__Instructions to follow__:
Every line from the one with "front tire, the" to the end of the data needs to be copied exactly, and no line before it.

**** Data shown

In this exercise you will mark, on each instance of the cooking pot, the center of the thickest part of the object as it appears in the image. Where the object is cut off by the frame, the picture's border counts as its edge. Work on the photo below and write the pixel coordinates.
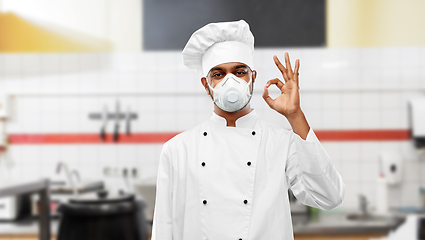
(102, 217)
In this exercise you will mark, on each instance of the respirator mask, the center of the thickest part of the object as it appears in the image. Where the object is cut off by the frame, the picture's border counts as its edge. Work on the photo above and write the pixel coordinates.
(232, 94)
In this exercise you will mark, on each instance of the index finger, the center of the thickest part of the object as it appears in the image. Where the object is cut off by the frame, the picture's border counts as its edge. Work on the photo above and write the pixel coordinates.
(279, 64)
(288, 63)
(282, 69)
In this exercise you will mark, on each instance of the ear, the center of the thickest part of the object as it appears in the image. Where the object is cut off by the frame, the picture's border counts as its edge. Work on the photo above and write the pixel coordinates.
(254, 75)
(205, 84)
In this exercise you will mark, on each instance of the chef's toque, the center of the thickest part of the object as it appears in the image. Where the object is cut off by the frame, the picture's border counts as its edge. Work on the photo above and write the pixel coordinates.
(218, 43)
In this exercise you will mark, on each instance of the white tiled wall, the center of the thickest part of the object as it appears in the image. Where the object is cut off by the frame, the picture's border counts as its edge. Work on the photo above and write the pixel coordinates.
(356, 88)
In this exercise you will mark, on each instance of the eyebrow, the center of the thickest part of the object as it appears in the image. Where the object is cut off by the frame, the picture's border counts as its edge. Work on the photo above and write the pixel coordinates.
(221, 69)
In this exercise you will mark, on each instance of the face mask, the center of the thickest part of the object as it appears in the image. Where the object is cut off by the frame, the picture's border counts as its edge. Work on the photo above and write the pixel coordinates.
(232, 93)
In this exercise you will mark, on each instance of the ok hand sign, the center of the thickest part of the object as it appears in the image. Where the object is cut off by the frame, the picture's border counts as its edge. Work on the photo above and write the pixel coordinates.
(288, 103)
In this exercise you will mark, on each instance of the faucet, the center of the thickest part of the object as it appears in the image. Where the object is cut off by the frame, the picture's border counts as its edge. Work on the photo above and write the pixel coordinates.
(363, 204)
(68, 176)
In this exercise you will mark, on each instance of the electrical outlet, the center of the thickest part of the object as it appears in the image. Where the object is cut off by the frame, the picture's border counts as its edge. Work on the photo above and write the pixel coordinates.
(134, 173)
(4, 106)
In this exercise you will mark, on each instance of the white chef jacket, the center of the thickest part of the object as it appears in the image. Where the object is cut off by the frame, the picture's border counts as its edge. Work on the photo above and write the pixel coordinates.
(228, 183)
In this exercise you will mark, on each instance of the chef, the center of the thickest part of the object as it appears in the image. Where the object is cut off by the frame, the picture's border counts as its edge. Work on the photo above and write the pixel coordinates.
(228, 178)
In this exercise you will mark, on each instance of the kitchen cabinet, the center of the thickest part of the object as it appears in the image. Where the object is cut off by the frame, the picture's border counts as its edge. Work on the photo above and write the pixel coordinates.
(22, 237)
(338, 237)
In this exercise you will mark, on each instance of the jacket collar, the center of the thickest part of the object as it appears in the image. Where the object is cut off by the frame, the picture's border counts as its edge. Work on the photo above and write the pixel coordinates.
(246, 121)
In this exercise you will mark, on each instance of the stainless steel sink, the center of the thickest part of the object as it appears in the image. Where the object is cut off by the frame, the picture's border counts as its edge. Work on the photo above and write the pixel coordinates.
(371, 218)
(84, 187)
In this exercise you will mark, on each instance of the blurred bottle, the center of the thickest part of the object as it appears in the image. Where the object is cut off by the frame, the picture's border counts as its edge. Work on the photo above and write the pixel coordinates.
(381, 195)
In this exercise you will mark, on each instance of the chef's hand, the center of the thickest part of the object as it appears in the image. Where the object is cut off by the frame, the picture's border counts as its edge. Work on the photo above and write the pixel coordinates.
(288, 103)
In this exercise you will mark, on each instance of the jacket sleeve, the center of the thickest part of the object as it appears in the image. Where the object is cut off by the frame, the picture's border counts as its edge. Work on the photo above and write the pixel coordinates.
(310, 174)
(162, 220)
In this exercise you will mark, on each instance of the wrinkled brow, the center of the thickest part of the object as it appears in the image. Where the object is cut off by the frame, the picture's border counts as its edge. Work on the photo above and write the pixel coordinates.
(221, 69)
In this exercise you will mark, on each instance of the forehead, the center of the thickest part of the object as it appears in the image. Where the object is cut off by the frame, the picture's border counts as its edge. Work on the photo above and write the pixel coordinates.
(229, 66)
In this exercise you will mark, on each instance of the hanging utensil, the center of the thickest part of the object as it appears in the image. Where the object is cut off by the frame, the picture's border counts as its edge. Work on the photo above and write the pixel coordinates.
(117, 122)
(128, 120)
(102, 134)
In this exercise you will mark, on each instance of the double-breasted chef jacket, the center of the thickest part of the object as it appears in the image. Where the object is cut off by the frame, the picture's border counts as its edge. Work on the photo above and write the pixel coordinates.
(228, 183)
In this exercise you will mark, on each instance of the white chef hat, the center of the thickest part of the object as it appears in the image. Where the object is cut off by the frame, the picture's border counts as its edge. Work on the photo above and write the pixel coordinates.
(218, 43)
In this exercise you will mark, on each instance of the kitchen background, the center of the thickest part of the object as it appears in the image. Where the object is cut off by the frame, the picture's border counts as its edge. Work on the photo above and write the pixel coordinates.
(361, 82)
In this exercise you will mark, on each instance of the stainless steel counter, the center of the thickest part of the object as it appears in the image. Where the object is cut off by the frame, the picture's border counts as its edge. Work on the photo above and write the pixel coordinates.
(338, 223)
(36, 186)
(326, 223)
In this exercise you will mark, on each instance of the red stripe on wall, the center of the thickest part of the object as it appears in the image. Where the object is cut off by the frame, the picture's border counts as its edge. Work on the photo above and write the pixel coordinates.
(88, 138)
(363, 135)
(146, 138)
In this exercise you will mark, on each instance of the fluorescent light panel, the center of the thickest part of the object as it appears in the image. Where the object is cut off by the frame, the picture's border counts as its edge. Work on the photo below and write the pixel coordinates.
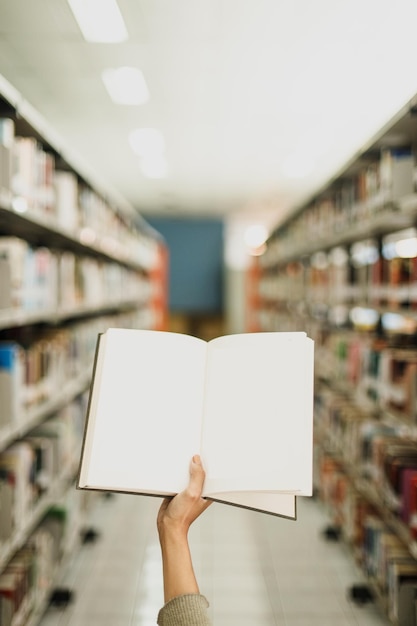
(100, 21)
(126, 85)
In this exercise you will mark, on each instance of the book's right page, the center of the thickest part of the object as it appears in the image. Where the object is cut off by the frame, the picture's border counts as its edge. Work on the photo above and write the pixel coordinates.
(258, 421)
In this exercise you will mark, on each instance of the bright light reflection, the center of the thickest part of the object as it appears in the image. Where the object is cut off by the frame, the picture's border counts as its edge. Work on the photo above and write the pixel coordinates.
(99, 20)
(126, 85)
(364, 317)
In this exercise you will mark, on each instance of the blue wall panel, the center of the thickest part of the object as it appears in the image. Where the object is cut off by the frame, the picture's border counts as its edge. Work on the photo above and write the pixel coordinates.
(195, 261)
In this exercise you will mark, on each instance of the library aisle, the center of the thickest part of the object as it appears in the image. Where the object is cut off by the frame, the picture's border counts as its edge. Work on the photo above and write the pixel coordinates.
(253, 568)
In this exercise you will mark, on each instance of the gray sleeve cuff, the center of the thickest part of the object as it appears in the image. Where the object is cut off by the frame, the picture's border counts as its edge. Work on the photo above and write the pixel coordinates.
(187, 610)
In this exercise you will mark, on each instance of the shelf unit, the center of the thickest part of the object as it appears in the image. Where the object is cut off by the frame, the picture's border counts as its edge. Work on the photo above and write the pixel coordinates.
(62, 281)
(343, 268)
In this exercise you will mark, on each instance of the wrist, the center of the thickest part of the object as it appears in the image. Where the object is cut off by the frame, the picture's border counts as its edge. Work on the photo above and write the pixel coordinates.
(172, 531)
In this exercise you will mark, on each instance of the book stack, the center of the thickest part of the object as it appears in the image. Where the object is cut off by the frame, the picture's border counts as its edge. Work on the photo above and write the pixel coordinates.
(6, 141)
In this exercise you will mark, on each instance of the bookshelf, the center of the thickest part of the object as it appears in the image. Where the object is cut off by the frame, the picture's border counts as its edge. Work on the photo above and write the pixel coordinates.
(343, 267)
(75, 259)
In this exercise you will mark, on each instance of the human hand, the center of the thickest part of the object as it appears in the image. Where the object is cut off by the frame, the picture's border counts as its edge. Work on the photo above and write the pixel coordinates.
(179, 512)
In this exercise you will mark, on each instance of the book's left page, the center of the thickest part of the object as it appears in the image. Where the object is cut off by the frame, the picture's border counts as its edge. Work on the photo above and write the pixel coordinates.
(144, 418)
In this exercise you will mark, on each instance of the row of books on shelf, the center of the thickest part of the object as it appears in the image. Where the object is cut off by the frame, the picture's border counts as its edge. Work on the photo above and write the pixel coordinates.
(37, 279)
(28, 579)
(32, 185)
(365, 273)
(379, 376)
(32, 466)
(389, 567)
(37, 365)
(377, 188)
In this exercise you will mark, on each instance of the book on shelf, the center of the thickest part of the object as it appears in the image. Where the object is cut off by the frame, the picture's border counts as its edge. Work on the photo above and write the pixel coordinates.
(243, 402)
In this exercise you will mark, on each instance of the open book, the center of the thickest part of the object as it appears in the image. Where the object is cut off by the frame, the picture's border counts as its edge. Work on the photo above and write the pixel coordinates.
(243, 402)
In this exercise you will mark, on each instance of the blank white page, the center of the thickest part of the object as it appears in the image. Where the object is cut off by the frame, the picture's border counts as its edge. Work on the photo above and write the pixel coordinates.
(257, 430)
(149, 410)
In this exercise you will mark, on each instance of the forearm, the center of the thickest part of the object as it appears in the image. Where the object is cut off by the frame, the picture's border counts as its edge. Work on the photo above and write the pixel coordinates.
(178, 571)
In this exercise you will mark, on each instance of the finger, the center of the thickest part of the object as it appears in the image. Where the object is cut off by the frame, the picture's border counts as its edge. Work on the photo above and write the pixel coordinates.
(197, 475)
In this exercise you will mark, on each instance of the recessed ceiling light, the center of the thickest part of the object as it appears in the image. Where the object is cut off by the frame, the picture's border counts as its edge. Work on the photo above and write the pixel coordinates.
(126, 85)
(99, 20)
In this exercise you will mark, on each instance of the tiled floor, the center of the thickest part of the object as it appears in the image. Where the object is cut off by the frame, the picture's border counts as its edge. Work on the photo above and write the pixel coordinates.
(255, 569)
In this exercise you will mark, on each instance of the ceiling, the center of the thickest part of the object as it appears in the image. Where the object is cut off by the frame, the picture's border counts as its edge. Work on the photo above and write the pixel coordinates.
(259, 101)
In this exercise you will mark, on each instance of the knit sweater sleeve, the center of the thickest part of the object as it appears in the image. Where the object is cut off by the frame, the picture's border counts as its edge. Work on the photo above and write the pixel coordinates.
(186, 610)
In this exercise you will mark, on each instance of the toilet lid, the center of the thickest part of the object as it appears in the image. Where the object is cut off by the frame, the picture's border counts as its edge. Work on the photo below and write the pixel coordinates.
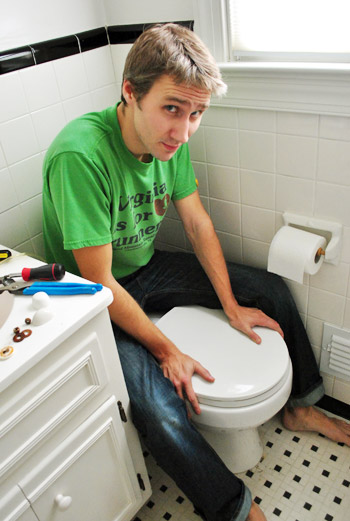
(244, 372)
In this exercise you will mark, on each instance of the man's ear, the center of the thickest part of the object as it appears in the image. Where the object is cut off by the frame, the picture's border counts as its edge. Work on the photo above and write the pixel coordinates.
(128, 91)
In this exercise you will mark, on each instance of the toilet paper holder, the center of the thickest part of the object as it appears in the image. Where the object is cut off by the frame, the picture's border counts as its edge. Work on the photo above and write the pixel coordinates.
(332, 232)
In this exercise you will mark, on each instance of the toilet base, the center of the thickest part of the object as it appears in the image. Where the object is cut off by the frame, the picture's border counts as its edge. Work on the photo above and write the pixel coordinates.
(239, 449)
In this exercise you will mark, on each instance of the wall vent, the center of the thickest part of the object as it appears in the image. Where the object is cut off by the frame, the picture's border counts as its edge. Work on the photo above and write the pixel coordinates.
(335, 354)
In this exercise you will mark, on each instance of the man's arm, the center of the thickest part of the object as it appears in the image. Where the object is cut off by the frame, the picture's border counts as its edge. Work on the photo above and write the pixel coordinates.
(95, 264)
(200, 231)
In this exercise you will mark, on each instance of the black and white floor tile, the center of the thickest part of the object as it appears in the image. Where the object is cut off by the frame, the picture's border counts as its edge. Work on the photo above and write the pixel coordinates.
(303, 477)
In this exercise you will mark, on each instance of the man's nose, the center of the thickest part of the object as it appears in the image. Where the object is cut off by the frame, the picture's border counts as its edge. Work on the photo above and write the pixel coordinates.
(181, 131)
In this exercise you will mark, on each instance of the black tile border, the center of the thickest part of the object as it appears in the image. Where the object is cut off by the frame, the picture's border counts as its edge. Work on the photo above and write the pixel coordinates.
(15, 59)
(41, 52)
(335, 406)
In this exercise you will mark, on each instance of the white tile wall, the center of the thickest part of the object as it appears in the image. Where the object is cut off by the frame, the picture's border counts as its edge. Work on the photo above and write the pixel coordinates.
(252, 165)
(35, 104)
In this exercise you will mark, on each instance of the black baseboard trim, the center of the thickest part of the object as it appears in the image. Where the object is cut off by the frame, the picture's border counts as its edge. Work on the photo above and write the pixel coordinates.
(335, 406)
(41, 52)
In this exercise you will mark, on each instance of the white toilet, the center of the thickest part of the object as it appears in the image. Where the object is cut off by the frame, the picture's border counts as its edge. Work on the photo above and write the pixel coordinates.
(252, 382)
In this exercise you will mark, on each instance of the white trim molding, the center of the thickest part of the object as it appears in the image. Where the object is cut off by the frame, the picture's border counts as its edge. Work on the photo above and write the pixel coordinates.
(298, 87)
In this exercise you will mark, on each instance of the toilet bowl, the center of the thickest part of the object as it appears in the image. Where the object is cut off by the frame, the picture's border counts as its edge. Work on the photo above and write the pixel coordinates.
(252, 381)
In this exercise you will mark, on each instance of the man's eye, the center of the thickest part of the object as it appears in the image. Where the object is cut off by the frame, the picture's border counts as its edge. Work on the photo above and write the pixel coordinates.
(196, 114)
(171, 108)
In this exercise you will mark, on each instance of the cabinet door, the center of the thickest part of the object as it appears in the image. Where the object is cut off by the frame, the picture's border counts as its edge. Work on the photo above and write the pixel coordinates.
(89, 477)
(14, 506)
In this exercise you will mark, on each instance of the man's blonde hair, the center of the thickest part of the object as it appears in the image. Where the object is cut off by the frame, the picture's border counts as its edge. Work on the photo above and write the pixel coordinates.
(173, 50)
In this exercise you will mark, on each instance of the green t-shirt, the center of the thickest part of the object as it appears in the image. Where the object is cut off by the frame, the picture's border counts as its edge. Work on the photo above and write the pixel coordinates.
(96, 192)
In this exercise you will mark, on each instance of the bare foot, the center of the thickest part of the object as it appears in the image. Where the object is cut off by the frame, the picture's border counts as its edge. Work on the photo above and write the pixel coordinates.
(255, 514)
(311, 419)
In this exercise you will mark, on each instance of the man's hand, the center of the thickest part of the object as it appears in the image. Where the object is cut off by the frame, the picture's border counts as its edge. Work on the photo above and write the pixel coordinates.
(180, 368)
(244, 319)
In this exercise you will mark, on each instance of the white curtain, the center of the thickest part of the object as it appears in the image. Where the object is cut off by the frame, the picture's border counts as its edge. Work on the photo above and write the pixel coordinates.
(292, 26)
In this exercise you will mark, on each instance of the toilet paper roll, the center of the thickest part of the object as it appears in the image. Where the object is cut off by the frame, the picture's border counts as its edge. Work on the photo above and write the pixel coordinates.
(293, 252)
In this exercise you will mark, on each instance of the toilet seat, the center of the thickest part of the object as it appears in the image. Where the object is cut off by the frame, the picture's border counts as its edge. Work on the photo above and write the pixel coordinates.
(245, 373)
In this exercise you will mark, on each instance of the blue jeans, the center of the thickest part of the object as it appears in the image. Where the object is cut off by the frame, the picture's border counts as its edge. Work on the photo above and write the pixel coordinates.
(176, 279)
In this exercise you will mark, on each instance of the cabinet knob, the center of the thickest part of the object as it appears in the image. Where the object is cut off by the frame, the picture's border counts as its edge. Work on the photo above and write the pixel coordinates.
(63, 502)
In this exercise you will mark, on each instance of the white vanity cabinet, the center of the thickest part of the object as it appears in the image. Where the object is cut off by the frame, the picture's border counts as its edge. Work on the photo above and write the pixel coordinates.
(68, 448)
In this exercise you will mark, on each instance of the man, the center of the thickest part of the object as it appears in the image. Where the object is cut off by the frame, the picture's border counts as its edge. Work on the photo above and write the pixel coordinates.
(108, 179)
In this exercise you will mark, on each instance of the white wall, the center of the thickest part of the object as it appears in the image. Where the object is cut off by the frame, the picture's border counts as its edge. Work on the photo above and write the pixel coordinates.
(251, 164)
(139, 11)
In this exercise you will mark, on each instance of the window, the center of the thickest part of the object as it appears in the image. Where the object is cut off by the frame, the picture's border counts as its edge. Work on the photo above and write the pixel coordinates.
(289, 30)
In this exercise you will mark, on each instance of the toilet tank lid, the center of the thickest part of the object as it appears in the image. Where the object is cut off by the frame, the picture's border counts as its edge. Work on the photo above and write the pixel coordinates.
(241, 368)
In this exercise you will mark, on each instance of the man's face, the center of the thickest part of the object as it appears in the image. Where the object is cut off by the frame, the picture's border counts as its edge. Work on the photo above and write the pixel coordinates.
(166, 117)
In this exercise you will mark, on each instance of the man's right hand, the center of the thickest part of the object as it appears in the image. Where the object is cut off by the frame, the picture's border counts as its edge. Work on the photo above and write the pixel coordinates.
(180, 368)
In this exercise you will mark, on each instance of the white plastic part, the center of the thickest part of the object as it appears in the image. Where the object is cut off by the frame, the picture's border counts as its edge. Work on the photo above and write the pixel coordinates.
(333, 247)
(63, 502)
(42, 316)
(40, 300)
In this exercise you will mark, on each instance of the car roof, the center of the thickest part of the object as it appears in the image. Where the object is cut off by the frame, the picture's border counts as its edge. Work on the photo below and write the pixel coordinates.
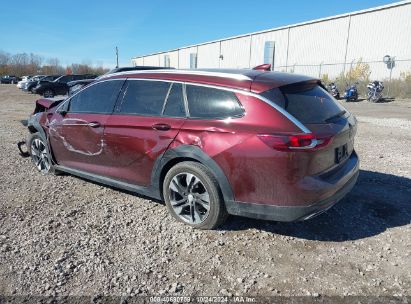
(256, 81)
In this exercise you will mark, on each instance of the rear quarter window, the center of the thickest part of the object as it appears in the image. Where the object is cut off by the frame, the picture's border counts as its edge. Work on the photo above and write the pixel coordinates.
(307, 102)
(211, 103)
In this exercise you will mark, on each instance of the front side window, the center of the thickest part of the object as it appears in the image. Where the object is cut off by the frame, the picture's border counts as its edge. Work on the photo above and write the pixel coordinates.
(98, 98)
(143, 97)
(212, 103)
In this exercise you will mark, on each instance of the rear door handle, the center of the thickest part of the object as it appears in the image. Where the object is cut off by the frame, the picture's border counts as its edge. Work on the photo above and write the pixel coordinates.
(161, 127)
(94, 124)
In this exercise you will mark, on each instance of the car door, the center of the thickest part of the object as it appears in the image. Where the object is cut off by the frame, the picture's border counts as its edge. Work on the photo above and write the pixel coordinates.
(76, 129)
(146, 119)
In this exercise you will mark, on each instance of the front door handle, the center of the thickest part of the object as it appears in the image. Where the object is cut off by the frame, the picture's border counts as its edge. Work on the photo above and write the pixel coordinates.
(94, 124)
(161, 127)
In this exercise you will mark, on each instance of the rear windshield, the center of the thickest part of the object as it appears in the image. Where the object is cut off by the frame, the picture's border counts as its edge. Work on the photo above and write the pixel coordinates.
(308, 102)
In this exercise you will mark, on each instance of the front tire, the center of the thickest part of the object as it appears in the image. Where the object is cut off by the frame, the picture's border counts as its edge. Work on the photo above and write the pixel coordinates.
(39, 152)
(192, 195)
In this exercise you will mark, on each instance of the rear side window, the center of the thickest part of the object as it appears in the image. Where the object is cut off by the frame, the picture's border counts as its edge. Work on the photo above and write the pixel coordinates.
(143, 97)
(212, 103)
(98, 98)
(308, 102)
(174, 106)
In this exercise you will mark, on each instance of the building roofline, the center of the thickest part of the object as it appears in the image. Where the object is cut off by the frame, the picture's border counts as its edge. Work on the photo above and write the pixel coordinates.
(359, 12)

********

__Answer for the task__:
In this exercise you will mark, on each instance of the front tire, the center of the thickest part of the object as it appears in the image. Where the object is cut off by the frame, the picture's border counts as its edge. Work on the photo above and write the pixel coordinates.
(39, 152)
(192, 195)
In this exercise you will mark, on each instance of the rear side window, the center of the thickest part of the object as it appears in the image. Where the object is cut off by the frame, the picture's border counts as its edge. Work on the photo above and write the pixel coordinates.
(143, 97)
(212, 103)
(98, 98)
(308, 102)
(174, 106)
In this exercise you will mark, on each instance of the building roofline, the center of the thickest part of the object as it appears in the image. Where the object is cut off by the frame, the picture's border counts as its edge. Work on the photo above and write the pixel coordinates.
(359, 12)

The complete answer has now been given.